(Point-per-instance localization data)
= = = = =

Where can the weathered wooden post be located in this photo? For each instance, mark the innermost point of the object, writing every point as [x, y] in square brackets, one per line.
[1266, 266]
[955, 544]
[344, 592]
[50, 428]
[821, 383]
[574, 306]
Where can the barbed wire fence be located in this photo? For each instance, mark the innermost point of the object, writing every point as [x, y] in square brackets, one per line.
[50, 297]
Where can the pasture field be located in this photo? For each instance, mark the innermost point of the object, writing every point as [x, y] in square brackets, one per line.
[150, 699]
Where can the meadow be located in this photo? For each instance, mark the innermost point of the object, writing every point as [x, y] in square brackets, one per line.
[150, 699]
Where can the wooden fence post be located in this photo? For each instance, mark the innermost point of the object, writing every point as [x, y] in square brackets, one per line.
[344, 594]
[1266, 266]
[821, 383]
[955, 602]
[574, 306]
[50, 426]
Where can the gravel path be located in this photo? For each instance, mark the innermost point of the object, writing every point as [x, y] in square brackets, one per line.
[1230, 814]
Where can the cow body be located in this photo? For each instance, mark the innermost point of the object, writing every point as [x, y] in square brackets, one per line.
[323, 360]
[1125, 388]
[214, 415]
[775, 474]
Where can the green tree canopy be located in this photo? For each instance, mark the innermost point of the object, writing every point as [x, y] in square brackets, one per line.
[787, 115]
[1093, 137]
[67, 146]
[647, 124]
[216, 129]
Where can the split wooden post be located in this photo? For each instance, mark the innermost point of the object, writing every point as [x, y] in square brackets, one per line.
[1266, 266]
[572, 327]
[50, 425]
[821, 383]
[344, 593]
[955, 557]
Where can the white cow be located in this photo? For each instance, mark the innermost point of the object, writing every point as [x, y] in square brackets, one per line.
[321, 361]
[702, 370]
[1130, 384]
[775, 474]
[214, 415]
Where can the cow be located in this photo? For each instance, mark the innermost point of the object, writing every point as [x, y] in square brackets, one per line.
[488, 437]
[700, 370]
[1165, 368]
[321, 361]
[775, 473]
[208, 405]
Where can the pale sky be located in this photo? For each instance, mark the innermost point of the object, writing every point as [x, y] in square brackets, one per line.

= = = = =

### Assigned task:
Could you print every record above exactly as it appears?

### Written response:
Where can the weathered wooden post be located in this photo? For each instance, mark the innermost point of the object, writing every point as [x, y] in square brackets, one per line.
[1266, 266]
[955, 544]
[344, 592]
[50, 428]
[821, 383]
[574, 306]
Where can the barbed wire fence be located in this photo? For each instance, mark the innermost point of the object, writing every point as [x, y] in square brackets, one per line.
[50, 297]
Where can the pasture field be located in this photo? For each instance, mark the innermost point of the object, writing every point as [x, y] in square brackets, one per line.
[150, 699]
Where can the meadow be located in this photo? For each instance, mark the innermost point of the object, writing every point as [x, y] in square brackets, one per line.
[150, 699]
Where can the wooden fence post be located in this photo? For each instance, mark the innermost point of the object, writing every point as [x, y] in square brackets, one per line.
[344, 594]
[1266, 266]
[821, 383]
[955, 602]
[574, 306]
[50, 426]
Where can the gravel path be located in this photo? For each instance, mark the innermost point of the object, writing every point as [x, y] in square brackets, one per line.
[1230, 814]
Where can the cow body be located in this photo? For each instance, mark the innermost point of the object, writing every point as [x, y] in square brackets, one per line.
[323, 360]
[1125, 388]
[214, 415]
[775, 474]
Where can the green tree canopy be located in this photo? For each instance, mark the innermost point of the object, writing every point as [x, y] in square brackets, one per line.
[787, 115]
[1093, 137]
[67, 146]
[647, 124]
[216, 129]
Where can the split wooden post be located in this photo? For each instance, mark the innermost point of the object, writing every point as [x, y] in square brackets, one per line.
[1266, 266]
[572, 327]
[50, 425]
[821, 383]
[344, 593]
[955, 557]
Where can the white cow be located in this photo? For each instance, mark the innermost point of the object, writing every point as [x, y] in square brackets, one per line.
[321, 361]
[702, 370]
[1130, 384]
[775, 474]
[214, 415]
Where can the cow be located in this photo? For each instance, mark the innermost point of the object, writing every point as [x, y] in square brackets, one per line.
[488, 437]
[700, 370]
[1165, 368]
[321, 361]
[775, 473]
[208, 405]
Where can the pale sky be located in this photo? For each instance, mark the innermost point of the object, writing every point as [x, y] in square brackets, one per line.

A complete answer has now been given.